### Selected excerpt

How do you know when it's time to leap?
Big life decisions are hard - here are a few things I've learned about making them.
When I talk to people about our move back to our hometown after living the entirety of our adult lives in another state, the first question I hear is usually why: why did you decide to move back? To which I distill our decision down to one word: family. Sure, there were several factors, but in the end the choice to take our well-established life and re-plant ourselves somewhere else—albeit in a place where we already had deep roots— was primarily driven by our desire to be near to family once again.
The second question I’ve noticed popping up is, how did you know it was time? And this question makes so much sense, when you think about it. Whenever I’ve observed someone else going through a big life change, it’s one of the first things I’ve wondered. How did they know? What precipitated the jump? It’s human nature to be curious about how we make big decisions.
So: how do you know when it’s time to leap?
Reflecting on the big (planned) life changes I’ve personally been through—like our move, deciding whether to have a third baby, leaving my job after 12 years, etc.—I can see that those decisions were years in the making. The seeds for each were planted long before the actual decision was made. It usually started with a stirring of an idea, and even if it waxed and waned over time, the idea would never fully go away. Maybe the idea had even been there all along, like a silent passenger on life’s journey, not really bringing much attention to itself but riding alongside me patiently… waiting for the right time to tap me on the shoulder and point the way down a different path.

######
### Given entries

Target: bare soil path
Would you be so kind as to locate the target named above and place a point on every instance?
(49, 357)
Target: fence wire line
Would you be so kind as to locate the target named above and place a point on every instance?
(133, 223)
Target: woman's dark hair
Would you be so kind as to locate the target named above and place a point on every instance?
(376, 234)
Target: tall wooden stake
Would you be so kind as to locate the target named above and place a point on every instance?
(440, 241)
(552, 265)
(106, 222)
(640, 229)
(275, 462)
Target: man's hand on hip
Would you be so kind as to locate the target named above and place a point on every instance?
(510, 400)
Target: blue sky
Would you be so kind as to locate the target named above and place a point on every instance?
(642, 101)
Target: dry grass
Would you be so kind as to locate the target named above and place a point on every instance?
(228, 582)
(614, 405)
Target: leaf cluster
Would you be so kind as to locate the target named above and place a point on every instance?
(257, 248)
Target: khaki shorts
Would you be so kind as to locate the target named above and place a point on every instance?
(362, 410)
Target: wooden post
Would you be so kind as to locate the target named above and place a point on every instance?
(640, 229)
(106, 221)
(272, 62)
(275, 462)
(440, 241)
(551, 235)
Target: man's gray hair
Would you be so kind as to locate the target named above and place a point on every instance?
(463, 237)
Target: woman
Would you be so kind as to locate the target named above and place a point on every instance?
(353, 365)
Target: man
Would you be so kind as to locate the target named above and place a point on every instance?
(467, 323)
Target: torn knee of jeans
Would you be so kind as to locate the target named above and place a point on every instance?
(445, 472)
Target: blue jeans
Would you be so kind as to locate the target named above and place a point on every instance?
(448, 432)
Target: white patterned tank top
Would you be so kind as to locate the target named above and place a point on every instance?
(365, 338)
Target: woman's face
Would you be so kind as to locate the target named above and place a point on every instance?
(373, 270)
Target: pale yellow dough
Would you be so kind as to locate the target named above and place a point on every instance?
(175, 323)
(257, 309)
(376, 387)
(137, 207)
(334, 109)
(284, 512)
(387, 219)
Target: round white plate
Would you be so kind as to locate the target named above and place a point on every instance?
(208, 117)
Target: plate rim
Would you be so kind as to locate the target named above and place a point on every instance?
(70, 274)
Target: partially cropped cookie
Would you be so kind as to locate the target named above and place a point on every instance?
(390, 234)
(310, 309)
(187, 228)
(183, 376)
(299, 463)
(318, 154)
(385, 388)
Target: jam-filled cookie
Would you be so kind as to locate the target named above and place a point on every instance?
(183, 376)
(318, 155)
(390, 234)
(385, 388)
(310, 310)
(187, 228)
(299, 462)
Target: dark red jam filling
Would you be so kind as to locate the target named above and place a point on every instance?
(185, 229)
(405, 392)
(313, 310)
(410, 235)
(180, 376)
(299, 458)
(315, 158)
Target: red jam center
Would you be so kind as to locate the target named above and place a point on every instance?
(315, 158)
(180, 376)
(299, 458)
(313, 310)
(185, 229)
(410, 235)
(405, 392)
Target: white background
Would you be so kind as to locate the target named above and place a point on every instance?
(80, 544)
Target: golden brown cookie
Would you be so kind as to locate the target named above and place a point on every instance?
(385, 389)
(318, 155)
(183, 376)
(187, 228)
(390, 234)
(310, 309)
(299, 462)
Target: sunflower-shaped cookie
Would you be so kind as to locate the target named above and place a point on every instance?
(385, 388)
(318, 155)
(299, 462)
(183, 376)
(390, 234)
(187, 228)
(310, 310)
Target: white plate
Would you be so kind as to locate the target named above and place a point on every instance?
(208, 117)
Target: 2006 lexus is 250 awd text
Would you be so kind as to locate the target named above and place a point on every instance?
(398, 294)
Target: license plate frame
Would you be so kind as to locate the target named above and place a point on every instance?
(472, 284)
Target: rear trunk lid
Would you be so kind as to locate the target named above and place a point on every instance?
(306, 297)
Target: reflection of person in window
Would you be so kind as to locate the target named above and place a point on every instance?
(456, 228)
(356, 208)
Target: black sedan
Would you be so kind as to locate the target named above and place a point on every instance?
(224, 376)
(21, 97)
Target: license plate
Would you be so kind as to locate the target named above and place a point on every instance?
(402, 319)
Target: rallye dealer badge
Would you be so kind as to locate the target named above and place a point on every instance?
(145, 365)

######

* [What the task asks] Give again the part of the essay on deciding when to leap that opens with the words containing "When I talk" and closes with "make big decisions.", replacing "family" with "relatives" throughout. You won't need the rows for this.

* [Exercise solution]
When I talk to people about our move back to our hometown after living the entirety of our adult lives in another state, the first question I hear is usually why: why did you decide to move back? To which I distill our decision down to one word: relatives. Sure, there were several factors, but in the end the choice to take our well-established life and re-plant ourselves somewhere else—albeit in a place where we already had deep roots— was primarily driven by our desire to be near to relatives once again.
The second question I’ve noticed popping up is, how did you know it was time? And this question makes so much sense, when you think about it. Whenever I’ve observed someone else going through a big life change, it’s one of the first things I’ve wondered. How did they know? What precipitated the jump? It’s human nature to be curious about how we make big decisions.